* Texto fornecido
========================
Mitos não morrem. Cada geração conta a sua versão, e Mitografias reúne catorze dessas histórias, contadas por grandes autores nacionais de forma atual e inteligente.
Sinopse
14 autores revisitam narrativas ancestrais em cenários contemporâneos, trazendo mitos que são ao mesmo tempo rastros do passado, marcas do presente e indícios do futuro.
Autores: Alessandra Barcelar, Ana Lúcia Merege, Andriolli Costa, Bruno Leandro, Cassiano Rodka, Isa Prospero, Janayna Bianchi, Leonardo Tremeschin, Lucas Ferraz, Michel Peres, Paulo Teixeira, Rodrigo Rahmati, Romeu Martins e Saulo Moraes.
========================
* Material coletado
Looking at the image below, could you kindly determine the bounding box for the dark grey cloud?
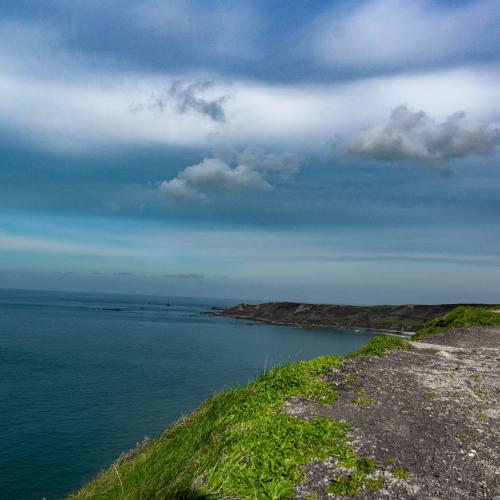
[350,105,500,162]
[149,80,228,122]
========================
* Objetivo
Transcreva do texto sobre Mitografias o trecho entre "Mitos não morrem." e "indícios do futuro.", ambos inclusive. Os dados não têm nenhum papel nesta atividade.

* Resolução da tarefa
Mitos não morrem. Cada geração conta a sua versão, e Mitografias reúne catorze dessas histórias, contadas por grandes autores nacionais de forma atual e inteligente.
Sinopse
14 autores revisitam narrativas ancestrais em cenários contemporâneos, trazendo mitos que são ao mesmo tempo rastros do passado, marcas do presente e indícios do futuro.